■ **TASK ITEM**: When responding, copy every record below exactly as it appears.

■ **EXERCISE DATA**:
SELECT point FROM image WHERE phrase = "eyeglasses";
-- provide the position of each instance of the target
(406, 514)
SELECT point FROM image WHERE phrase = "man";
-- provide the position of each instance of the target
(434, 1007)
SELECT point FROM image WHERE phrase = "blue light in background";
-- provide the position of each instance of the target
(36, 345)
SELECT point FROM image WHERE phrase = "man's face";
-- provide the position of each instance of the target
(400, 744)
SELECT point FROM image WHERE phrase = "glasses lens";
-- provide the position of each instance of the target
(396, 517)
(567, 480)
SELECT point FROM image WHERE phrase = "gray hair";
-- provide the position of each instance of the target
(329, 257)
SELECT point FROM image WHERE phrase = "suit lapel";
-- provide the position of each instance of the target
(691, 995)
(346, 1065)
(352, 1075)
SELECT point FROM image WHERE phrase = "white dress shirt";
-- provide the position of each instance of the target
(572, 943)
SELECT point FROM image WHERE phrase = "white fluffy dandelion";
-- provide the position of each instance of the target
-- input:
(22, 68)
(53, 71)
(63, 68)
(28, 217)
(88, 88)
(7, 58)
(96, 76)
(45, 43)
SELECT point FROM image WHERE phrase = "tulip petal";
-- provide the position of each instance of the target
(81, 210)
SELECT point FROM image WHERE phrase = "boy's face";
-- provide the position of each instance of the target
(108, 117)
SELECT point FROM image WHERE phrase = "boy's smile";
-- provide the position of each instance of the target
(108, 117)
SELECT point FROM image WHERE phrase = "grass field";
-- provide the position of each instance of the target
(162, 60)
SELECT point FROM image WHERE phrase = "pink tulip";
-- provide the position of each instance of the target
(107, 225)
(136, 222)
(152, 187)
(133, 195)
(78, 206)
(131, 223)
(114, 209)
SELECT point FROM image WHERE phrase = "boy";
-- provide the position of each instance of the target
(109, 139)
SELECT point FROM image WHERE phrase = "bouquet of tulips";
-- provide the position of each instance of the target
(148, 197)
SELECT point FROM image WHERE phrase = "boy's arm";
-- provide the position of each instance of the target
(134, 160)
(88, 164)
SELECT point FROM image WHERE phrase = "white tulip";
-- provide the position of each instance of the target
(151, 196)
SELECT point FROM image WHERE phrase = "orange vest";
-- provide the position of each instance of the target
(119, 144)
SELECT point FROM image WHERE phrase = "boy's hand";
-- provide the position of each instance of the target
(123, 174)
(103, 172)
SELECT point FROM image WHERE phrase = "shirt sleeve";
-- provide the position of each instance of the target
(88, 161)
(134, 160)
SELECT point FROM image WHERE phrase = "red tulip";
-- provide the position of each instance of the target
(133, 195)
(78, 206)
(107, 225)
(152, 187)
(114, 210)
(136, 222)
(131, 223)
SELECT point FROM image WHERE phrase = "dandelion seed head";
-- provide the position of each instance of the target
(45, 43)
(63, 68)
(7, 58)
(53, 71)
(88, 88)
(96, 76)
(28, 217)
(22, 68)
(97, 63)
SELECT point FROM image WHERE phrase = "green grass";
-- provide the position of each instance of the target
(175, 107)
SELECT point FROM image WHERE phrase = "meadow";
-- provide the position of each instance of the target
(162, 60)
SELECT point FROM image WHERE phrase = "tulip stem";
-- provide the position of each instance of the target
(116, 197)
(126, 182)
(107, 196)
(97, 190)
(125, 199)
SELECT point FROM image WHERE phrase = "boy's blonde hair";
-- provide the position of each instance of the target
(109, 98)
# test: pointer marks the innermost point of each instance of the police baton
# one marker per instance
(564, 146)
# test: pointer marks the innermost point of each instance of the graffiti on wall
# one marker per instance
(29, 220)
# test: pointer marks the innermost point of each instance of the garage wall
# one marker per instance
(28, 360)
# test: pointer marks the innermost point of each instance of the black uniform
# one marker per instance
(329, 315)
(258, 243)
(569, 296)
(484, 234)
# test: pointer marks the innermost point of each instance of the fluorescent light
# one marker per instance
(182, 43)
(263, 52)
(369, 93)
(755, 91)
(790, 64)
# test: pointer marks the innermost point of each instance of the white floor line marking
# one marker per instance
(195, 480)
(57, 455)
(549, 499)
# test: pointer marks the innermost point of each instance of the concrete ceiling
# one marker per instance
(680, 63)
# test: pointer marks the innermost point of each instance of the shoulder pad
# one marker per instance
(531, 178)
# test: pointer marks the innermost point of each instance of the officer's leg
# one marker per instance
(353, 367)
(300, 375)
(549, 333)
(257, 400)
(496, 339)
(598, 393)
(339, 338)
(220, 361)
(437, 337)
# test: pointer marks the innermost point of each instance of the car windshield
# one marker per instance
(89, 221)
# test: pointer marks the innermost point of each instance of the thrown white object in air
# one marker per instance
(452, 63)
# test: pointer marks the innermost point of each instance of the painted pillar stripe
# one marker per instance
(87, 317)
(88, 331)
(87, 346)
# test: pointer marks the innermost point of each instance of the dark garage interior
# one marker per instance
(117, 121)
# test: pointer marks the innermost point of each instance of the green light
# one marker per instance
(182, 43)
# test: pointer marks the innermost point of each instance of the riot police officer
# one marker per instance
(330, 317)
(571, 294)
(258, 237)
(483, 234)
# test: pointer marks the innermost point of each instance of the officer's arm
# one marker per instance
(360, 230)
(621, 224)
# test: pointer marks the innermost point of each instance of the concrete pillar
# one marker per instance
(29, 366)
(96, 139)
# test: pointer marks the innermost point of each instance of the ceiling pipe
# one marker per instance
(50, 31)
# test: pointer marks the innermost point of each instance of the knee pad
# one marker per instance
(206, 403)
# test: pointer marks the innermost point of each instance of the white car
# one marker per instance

■ **TASK ANSWER**:
SELECT point FROM image WHERE phrase = "eyeglasses";
-- provide the position of each instance of the target
(406, 514)
SELECT point FROM image WHERE phrase = "man";
-- provide the position of each instance of the target
(434, 1007)
SELECT point FROM image WHERE phrase = "blue light in background";
-- provide the position of each instance of the target
(36, 345)
SELECT point FROM image WHERE phrase = "man's face";
-- provide the position of each instance of the target
(400, 744)
SELECT point FROM image WHERE phrase = "glasses lens";
-- provide the position of each instance of the target
(396, 517)
(567, 480)
SELECT point FROM image WHERE phrase = "gray hair";
-- provide the position of each instance of the target
(329, 257)
SELECT point FROM image WHERE phrase = "suit lapel";
-- provide the position of each instance of the target
(691, 995)
(346, 1065)
(352, 1075)
SELECT point FROM image WHERE phrase = "white dress shirt";
-- provide the position of each instance of the target
(572, 943)
SELECT point FROM image WHERE phrase = "white fluffy dandelion";
-- provide the position of each instance of the target
-- input:
(22, 68)
(53, 71)
(63, 68)
(28, 217)
(88, 88)
(7, 58)
(96, 76)
(45, 43)
SELECT point FROM image WHERE phrase = "tulip petal";
-- provide the position of each instance of the target
(81, 210)
SELECT point FROM image WHERE phrase = "boy's face";
-- provide the position of each instance of the target
(108, 117)
SELECT point FROM image WHERE phrase = "boy's smile";
-- provide the position of each instance of the target
(108, 117)
SELECT point FROM image WHERE phrase = "grass field";
-- provide the position of each instance of the target
(162, 60)
SELECT point FROM image WHERE phrase = "pink tulip";
-- provide the position of each instance of the target
(107, 225)
(136, 222)
(152, 187)
(133, 195)
(78, 206)
(131, 223)
(114, 209)
SELECT point FROM image WHERE phrase = "boy";
-- provide the position of each instance of the target
(109, 139)
SELECT point FROM image WHERE phrase = "bouquet of tulips";
-- provide the position of each instance of the target
(148, 197)
SELECT point FROM image WHERE phrase = "boy's arm";
-- provide the position of each instance of the target
(134, 160)
(88, 164)
SELECT point FROM image WHERE phrase = "white tulip";
-- provide the position of each instance of the target
(151, 196)
SELECT point FROM image WHERE phrase = "orange vest";
-- provide the position of each instance of the target
(119, 144)
SELECT point FROM image WHERE phrase = "boy's hand";
-- provide the position of each instance of the target
(123, 174)
(103, 172)
SELECT point FROM image WHERE phrase = "shirt sleeve";
-- provide the position of each instance of the target
(88, 161)
(134, 160)
SELECT point FROM image WHERE phrase = "red tulip";
-- provide the position of each instance of the target
(133, 195)
(78, 206)
(107, 225)
(152, 187)
(114, 210)
(136, 222)
(131, 223)
SELECT point FROM image WHERE phrase = "dandelion seed head";
-- provide the position of each instance of the target
(45, 43)
(63, 68)
(7, 58)
(53, 71)
(88, 88)
(96, 76)
(28, 217)
(22, 68)
(97, 63)
SELECT point FROM image WHERE phrase = "green grass";
-- provide the position of each instance of the target
(175, 107)
SELECT point FROM image WHERE phrase = "meadow";
-- provide the position of each instance of the target
(162, 60)
SELECT point FROM image WHERE phrase = "tulip stem";
-- provide the position of each instance of the target
(116, 197)
(126, 182)
(107, 196)
(97, 190)
(125, 199)
SELECT point FROM image WHERE phrase = "boy's blonde hair";
-- provide the position of each instance of the target
(109, 98)
# test: pointer marks the innermost point of each instance of the police baton
# one marker per instance
(564, 146)
# test: pointer marks the innermost point of each instance of the graffiti on wall
# one marker per instance
(29, 220)
# test: pointer marks the innermost point of each instance of the garage wall
# one marker per instance
(28, 360)
# test: pointer marks the innermost point of each instance of the black uniform
# one marker per instance
(329, 315)
(258, 243)
(569, 296)
(484, 234)
# test: pointer marks the innermost point of each instance of the fluorescent light
# one marker per instance
(182, 43)
(263, 52)
(369, 93)
(755, 91)
(790, 64)
# test: pointer marks the innermost point of each instance of the white floor line marking
# one marker per instance
(195, 480)
(57, 455)
(549, 499)
# test: pointer marks the innermost point of each instance of the concrete ceiling
# one marker per instance
(680, 63)
# test: pointer marks the innermost point of each instance of the shoulder pad
# one marker per instance
(531, 178)
# test: pointer marks the innermost point of each instance of the officer's leg
# one marker per instance
(353, 367)
(300, 375)
(549, 333)
(257, 400)
(496, 339)
(598, 393)
(339, 338)
(220, 361)
(437, 337)
# test: pointer marks the innermost point of each instance of the car windshield
# one marker per instance
(89, 221)
# test: pointer marks the innermost point of each instance of the thrown white object in air
# one marker per instance
(452, 63)
# test: pointer marks the innermost point of each instance of the painted pillar stripe
# one marker per instance
(87, 317)
(88, 331)
(87, 346)
# test: pointer marks the innermost point of each instance of the dark garage interior
# one marker per instance
(117, 121)
# test: pointer marks the innermost point of each instance of the green light
# one marker per instance
(182, 43)
# test: pointer marks the innermost point of each instance of the riot police officer
# one marker per instance
(330, 317)
(571, 294)
(258, 237)
(483, 234)
# test: pointer marks the innermost point of each instance of the officer's arm
# one marker per instance
(360, 230)
(621, 224)
# test: pointer marks the innermost point of each instance of the concrete pillar
# one marker per instance
(29, 366)
(96, 139)
# test: pointer marks the innermost point of each instance of the ceiling pipe
# one marker per instance
(50, 31)
# test: pointer marks the innermost point of each instance of the knee pad
# one marker per instance
(206, 403)
# test: pointer marks the innermost point of each instance of the white car
# one marker per instance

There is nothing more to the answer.